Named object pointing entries
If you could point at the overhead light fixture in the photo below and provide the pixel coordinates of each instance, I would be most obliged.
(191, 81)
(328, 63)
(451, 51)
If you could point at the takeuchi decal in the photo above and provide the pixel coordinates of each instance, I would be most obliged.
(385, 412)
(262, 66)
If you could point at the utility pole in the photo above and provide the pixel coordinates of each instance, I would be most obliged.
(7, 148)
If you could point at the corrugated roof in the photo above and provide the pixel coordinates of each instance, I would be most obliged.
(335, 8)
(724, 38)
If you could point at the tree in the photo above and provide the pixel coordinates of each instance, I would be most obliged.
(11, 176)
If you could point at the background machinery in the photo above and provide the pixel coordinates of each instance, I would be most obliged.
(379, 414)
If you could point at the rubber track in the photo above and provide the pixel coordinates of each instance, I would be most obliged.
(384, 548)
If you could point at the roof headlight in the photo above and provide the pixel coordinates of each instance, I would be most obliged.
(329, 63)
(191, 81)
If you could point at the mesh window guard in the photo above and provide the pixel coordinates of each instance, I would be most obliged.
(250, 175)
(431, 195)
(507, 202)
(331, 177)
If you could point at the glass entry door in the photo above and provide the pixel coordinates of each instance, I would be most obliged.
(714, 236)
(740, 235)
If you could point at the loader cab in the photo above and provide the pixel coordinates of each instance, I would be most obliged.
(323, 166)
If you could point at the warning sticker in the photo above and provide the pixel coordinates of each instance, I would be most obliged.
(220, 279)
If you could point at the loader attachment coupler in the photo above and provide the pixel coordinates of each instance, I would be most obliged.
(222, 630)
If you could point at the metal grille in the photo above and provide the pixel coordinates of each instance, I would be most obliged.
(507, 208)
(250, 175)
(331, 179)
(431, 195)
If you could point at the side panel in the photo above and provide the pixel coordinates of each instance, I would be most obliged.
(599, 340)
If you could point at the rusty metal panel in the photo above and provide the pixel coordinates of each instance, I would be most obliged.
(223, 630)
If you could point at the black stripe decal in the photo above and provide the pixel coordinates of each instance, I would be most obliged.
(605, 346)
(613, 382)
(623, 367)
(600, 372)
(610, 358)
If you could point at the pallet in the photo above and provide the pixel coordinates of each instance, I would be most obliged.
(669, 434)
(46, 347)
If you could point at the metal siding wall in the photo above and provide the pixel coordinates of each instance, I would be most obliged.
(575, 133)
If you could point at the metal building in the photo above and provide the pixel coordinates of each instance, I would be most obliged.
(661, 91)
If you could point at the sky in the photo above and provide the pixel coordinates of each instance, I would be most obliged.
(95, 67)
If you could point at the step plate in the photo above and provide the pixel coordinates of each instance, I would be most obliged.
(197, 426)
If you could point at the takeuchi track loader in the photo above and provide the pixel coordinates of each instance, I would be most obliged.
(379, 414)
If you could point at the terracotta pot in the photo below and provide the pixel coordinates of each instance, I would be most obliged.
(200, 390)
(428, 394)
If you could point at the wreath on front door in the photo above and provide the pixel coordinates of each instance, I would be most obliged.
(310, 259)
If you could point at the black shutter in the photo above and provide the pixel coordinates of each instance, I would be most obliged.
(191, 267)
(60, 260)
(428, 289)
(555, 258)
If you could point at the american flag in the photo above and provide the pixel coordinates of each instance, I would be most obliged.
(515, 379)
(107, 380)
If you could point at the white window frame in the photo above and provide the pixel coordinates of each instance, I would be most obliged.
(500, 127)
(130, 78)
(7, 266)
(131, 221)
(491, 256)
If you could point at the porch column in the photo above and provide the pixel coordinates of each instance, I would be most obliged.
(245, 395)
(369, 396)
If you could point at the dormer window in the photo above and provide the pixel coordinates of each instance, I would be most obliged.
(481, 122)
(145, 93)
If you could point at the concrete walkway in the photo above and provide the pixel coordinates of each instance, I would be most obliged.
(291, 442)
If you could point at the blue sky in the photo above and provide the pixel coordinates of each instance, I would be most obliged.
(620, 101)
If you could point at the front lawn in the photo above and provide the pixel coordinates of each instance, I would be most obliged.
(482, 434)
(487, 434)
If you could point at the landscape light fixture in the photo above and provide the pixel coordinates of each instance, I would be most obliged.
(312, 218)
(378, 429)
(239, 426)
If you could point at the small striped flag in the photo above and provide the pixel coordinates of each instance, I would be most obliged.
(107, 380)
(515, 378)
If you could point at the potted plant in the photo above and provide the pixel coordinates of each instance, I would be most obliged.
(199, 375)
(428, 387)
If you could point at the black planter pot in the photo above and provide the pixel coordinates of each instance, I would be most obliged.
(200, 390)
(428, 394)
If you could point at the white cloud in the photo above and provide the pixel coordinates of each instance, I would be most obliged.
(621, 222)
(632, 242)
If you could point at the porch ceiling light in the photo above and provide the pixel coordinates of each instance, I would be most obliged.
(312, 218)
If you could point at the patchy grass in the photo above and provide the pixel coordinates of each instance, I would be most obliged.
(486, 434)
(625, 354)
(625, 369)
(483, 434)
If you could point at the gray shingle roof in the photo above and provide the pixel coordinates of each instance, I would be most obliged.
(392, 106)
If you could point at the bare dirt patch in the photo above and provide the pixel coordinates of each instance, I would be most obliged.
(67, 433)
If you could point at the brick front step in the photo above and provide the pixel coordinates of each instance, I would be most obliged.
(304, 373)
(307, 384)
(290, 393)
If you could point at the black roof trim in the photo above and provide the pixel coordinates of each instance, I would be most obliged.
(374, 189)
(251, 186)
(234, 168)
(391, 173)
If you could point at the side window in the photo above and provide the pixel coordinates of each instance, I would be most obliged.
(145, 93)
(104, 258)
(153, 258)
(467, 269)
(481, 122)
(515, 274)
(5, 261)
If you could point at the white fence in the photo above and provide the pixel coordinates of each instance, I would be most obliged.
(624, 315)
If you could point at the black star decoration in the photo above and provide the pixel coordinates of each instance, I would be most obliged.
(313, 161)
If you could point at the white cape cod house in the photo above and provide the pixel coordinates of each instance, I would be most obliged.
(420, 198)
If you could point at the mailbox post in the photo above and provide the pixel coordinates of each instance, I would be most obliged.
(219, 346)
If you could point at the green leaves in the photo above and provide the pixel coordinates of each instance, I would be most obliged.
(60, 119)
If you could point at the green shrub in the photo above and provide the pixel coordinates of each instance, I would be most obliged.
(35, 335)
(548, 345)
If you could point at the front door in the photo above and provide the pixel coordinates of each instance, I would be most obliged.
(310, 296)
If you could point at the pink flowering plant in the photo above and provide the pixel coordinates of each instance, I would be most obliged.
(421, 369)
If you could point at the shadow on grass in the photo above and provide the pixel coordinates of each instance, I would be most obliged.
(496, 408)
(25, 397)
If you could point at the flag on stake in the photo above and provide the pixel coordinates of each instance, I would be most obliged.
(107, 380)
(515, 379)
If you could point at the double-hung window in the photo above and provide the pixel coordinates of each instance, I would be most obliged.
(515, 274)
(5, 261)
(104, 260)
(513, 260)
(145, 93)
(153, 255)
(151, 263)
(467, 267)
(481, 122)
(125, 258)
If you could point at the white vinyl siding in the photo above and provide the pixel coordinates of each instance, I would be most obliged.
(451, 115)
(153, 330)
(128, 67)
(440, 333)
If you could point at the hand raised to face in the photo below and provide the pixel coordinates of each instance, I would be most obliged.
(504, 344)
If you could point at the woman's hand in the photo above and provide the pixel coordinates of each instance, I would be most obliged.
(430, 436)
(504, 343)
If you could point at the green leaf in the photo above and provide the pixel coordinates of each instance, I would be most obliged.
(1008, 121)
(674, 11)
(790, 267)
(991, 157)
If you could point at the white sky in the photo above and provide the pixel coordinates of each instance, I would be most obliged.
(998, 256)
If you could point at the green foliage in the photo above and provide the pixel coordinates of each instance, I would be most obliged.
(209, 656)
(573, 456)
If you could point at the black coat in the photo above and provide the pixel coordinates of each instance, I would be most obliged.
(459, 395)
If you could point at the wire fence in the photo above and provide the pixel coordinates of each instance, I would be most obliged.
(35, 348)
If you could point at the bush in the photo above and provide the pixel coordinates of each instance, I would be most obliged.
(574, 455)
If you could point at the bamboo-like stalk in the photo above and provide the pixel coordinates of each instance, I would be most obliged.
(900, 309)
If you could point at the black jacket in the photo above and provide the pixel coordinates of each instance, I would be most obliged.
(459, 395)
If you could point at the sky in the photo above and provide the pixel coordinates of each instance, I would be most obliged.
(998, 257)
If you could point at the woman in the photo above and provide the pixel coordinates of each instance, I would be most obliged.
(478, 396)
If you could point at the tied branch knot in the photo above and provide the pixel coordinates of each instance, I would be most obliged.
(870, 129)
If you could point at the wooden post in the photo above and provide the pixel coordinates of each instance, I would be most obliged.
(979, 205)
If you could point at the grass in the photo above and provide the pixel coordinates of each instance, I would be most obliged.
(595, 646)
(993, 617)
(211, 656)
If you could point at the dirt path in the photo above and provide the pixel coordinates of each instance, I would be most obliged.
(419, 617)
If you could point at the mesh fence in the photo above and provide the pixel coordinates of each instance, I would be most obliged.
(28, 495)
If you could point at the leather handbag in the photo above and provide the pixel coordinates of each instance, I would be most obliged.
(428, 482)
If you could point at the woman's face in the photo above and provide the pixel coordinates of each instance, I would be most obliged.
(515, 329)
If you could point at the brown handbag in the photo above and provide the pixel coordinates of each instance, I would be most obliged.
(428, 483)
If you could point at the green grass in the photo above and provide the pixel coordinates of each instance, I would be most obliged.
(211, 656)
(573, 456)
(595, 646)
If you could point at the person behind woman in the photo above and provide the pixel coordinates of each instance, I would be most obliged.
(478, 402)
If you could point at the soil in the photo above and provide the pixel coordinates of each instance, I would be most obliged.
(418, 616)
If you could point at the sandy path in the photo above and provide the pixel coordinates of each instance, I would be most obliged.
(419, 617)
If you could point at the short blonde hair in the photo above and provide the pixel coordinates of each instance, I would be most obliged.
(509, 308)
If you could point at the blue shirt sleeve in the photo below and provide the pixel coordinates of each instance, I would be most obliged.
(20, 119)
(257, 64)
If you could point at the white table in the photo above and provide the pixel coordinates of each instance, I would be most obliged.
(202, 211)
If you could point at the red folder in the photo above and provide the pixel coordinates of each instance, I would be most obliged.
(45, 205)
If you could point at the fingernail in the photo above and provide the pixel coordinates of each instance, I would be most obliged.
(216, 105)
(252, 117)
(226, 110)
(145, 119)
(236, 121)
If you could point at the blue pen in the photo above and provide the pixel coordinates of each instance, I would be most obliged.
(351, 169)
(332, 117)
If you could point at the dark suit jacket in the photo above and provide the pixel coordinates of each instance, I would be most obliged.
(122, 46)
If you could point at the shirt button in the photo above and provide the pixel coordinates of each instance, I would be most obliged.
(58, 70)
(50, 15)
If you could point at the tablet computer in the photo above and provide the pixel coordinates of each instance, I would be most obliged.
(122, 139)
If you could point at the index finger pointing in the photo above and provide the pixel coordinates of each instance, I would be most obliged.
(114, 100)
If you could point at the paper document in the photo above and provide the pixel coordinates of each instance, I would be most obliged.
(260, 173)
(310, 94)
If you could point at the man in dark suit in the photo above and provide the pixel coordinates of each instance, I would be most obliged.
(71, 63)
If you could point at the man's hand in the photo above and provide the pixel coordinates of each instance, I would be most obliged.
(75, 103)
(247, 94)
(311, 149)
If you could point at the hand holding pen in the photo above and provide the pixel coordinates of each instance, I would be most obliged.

▶ Problem details: Reproduce, word for word, every line starting at the line that contains "If you could point at the white table" and ending with the final line of the entries.

▶ Answer:
If you could point at the white table in the photo above and provide the pixel coordinates of each instance, I would be most obliged.
(202, 211)
If you could point at the red folder in the photo above and provide the pixel coordinates of each instance, I would be most obliged.
(45, 205)
If you could point at the fingernail in the photo above and provide the pixel coordinates of each instance, I would be most obliged.
(216, 105)
(252, 117)
(226, 110)
(145, 119)
(236, 121)
If you could point at the blue pen in the photo above and provide the pixel coordinates of each instance, I would be most obliged.
(351, 169)
(332, 117)
If you could point at the dark suit jacket in the photo above and provide the pixel coordinates of each instance, I would be most obliged.
(122, 46)
If you could point at the shirt button in the photo above and provide the pixel coordinates of each instance, I would be most obliged.
(58, 70)
(50, 15)
If you could point at the tablet computer in the photo above and provide the pixel coordinates of each instance, I would be most obliged.
(122, 139)
If you could point at the index finger pointing in the photo above and provide the pixel coordinates of each instance, I would be most obliged.
(114, 100)
If you could point at the paper document in the photo above and provide the pixel coordinates of each instance, I would be most obliged.
(260, 173)
(310, 94)
If you could point at the man in dark suit in the photo above and provide the pixel coordinates of each instance, I would be most obliged.
(71, 63)
If you could point at the man's hand in the photo above and provide the pixel coordinates of each instance, I would be most obliged.
(75, 103)
(247, 94)
(311, 149)
If you could point at the hand holding pen in the photo above and provide the pixel coordinates of each instance, I would be most obliged.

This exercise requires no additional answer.